Tasks and exercises.
a - From the article on LLMs and human semantic associations, reproduce the passage that begins at the words "Researchers found that" and stops after "with human ratings.", without changing anything.
b - Using the article on LLMs and human semantic associations, mark each statement below yes or no, and support each answer with the deciding words from the article, quoted exactly.
(i) The researchers projected 360 words onto 32 semantic axes.
(ii) The projections showed only a weak correlation with human ratings.
(iii) Beautiful-ugly was one of the semantic axes.
c - Extend the article on LLMs and human semantic associations, starting after its final sentence.

Provided text.
»»
LLMs' Hidden States Mirror Human Semantic Associations in Feature Space

Researchers found that geometric relations between semantic features in LLMs' hidden states closely match human psychological associations. The study projects 360 words onto 32 semantic axes, showing high correlation with human ratings.

A new study published on arXiv reveals that the geometric relations between semantic features in large language models' (LLMs) hidden states closely mirror human psychological associations. Researchers constructed feature vectors for 360 words and projected them onto 32 semantic axes, such as beautiful-ugly or soft-hard. The projections correlated highly with human ratings of those words on the respective semantic scales.

The findings suggest that LLMs inherently capture human-like semantic structures in their hidden states. The cosine similarities between the semantic axes themselves were highly predictive of the correlations between these scales in human psychology. This indicates that LLMs not only understand words but also the intricate relationships between them, much like humans do.
««
Data.
»»
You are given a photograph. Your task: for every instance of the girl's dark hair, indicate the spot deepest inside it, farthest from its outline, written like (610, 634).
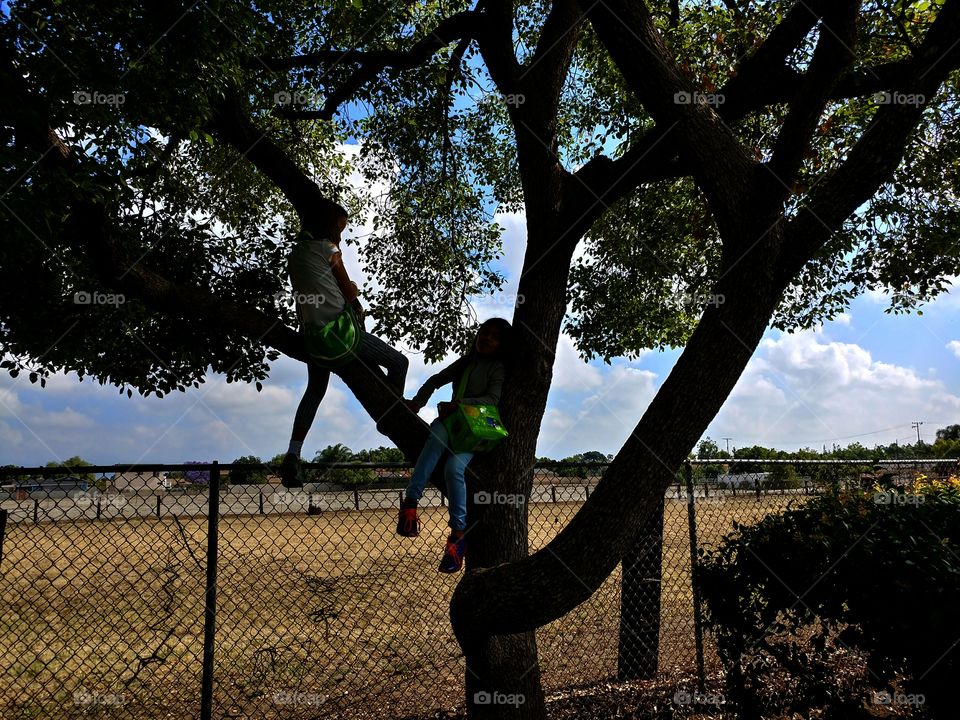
««
Answers by item.
a -
Researchers found that geometric relations between semantic features in LLMs' hidden states closely match human psychological associations. The study projects 360 words onto 32 semantic axes, showing high correlation with human ratings.

b -
(i) Yes: "Researchers constructed feature vectors for 360 words and projected them onto 32 semantic axes"
(ii) No: "The projections correlated highly with human ratings of those words on the respective semantic scales."
(iii) Yes: "such as beautiful-ugly or soft-hard"

c -
The implications of this research are profound for both AI development and cognitive science. Understanding how LLMs encode semantic information could lead to more intuitive and human-like AI systems. Future studies may explore how these findings can be leveraged to improve AI's ability to understand and generate more nuanced and contextually appropriate responses. The study also raises questions about the extent to which LLMs can truly replicate human cognitive processes.